### Activity
Copy the records from the line with "This document describes" to the line with "positive clicks: (546, 375)", replacing "rough mask" with "coarse mask" and changing nothing else.

BEGIN Records for processing

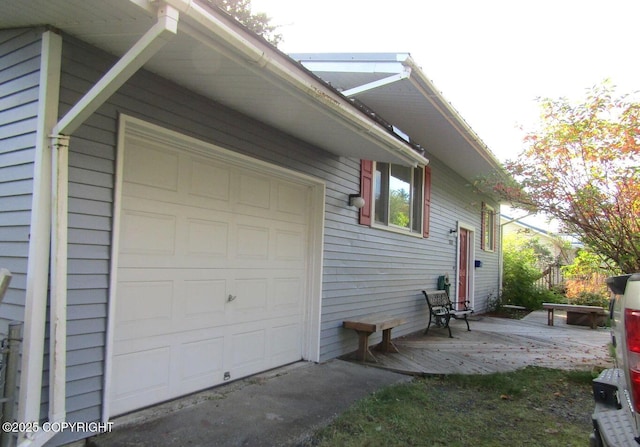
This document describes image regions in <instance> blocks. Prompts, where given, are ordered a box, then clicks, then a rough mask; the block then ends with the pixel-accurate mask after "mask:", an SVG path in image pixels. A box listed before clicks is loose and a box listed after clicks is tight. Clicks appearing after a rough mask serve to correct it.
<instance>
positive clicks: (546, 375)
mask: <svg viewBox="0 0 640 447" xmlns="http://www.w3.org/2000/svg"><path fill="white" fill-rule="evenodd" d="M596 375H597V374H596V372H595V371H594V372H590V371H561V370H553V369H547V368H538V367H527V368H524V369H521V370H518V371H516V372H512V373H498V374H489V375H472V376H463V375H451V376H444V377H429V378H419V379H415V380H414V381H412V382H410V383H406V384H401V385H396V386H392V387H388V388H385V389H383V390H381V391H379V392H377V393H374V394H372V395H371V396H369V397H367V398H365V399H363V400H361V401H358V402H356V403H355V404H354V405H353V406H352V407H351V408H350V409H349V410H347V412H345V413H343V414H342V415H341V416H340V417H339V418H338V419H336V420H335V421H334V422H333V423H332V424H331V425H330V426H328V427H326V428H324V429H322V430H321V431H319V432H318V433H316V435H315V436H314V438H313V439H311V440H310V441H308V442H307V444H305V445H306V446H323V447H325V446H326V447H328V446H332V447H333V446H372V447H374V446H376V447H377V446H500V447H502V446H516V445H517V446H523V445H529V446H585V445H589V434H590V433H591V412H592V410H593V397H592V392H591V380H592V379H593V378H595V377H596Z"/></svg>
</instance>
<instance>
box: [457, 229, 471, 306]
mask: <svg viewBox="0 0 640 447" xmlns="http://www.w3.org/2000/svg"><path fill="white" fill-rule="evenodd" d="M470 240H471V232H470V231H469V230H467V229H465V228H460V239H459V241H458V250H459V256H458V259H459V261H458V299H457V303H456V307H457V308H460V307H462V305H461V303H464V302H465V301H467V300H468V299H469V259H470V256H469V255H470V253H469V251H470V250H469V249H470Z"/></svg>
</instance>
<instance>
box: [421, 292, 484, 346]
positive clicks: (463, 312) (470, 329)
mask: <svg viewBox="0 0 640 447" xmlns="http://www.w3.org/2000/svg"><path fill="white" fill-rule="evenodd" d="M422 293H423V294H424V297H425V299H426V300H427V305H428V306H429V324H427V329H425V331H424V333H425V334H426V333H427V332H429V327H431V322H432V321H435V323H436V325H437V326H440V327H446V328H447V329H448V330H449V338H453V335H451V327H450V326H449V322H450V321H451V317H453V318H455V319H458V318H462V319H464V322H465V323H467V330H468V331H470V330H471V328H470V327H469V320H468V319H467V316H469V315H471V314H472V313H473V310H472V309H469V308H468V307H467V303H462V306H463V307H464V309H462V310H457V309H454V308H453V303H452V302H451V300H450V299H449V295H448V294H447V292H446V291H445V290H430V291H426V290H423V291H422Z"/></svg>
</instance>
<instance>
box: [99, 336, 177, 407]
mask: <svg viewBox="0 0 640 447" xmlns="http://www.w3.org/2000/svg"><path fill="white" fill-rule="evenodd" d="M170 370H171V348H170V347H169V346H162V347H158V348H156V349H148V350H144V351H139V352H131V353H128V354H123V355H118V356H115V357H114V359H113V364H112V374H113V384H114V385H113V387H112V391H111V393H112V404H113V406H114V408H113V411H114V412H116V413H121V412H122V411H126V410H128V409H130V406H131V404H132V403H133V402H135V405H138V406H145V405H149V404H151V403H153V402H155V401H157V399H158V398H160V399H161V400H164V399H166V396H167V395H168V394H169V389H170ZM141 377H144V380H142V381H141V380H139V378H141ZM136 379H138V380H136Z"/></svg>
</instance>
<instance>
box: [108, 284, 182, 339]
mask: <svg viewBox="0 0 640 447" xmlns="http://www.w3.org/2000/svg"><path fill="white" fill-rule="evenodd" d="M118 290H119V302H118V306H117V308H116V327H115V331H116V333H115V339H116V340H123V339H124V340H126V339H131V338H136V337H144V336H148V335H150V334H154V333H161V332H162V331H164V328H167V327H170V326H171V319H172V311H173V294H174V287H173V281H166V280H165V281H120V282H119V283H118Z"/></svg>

END Records for processing
BEGIN Records for processing

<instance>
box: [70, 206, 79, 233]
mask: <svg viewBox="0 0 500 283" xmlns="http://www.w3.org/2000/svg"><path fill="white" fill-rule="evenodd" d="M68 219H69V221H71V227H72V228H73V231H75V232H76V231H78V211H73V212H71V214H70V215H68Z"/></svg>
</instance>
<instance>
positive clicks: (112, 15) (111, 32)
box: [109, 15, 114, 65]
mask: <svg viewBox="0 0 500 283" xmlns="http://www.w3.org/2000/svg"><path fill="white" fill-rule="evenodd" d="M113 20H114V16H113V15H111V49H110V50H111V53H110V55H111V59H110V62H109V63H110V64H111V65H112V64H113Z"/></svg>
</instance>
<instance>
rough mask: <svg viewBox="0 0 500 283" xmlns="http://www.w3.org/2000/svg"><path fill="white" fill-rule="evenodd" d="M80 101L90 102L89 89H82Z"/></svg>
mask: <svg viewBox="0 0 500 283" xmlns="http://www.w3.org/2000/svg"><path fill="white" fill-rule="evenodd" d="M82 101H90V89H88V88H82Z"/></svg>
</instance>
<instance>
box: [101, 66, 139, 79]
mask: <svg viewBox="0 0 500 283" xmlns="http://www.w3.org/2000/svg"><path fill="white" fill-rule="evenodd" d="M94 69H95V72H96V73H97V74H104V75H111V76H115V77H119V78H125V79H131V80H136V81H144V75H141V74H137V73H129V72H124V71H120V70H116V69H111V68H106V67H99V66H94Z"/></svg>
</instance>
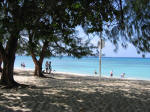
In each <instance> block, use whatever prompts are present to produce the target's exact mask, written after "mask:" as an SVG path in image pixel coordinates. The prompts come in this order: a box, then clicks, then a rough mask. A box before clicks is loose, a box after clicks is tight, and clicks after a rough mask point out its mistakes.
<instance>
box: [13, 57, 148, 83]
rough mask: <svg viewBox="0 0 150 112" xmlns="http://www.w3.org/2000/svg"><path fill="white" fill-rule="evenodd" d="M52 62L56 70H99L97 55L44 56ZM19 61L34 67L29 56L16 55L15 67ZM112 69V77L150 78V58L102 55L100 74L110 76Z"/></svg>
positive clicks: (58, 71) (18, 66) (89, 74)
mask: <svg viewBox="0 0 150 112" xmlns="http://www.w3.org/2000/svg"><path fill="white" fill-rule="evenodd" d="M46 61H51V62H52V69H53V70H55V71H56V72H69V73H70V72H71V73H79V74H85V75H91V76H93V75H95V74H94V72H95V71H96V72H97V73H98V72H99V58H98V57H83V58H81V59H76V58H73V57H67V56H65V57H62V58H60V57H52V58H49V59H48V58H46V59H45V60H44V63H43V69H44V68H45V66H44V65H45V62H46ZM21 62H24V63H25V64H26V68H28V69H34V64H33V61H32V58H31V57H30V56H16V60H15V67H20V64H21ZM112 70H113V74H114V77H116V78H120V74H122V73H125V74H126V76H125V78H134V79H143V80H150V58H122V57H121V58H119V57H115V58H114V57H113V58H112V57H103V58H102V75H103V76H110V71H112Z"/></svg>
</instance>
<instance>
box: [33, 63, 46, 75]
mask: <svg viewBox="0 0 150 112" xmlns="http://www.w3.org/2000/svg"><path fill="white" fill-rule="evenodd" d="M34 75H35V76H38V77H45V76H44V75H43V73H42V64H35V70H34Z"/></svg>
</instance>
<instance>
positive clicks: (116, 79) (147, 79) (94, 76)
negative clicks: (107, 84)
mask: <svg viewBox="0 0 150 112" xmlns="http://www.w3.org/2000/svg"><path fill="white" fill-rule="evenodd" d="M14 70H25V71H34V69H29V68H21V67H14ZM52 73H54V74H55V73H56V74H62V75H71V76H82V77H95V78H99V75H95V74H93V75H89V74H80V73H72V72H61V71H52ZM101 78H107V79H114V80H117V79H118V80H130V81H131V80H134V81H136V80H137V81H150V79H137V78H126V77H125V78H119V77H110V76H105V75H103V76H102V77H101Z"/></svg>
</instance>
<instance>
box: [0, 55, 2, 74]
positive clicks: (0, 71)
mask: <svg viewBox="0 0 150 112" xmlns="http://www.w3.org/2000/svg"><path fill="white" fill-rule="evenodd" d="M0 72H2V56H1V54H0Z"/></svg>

END Records for processing

### Output below
This document describes image regions in <instance> blocks. Prompts, where given, are ordered a box, then clicks, then a coarse mask; the block then ends with the pixel-accurate mask after "mask:", an SVG path in image pixels. A box listed before clicks is loose and a box listed after clicks is tight. Clicks appearing after a coarse mask serve to correct it.
<instance>
positive clicks: (546, 375)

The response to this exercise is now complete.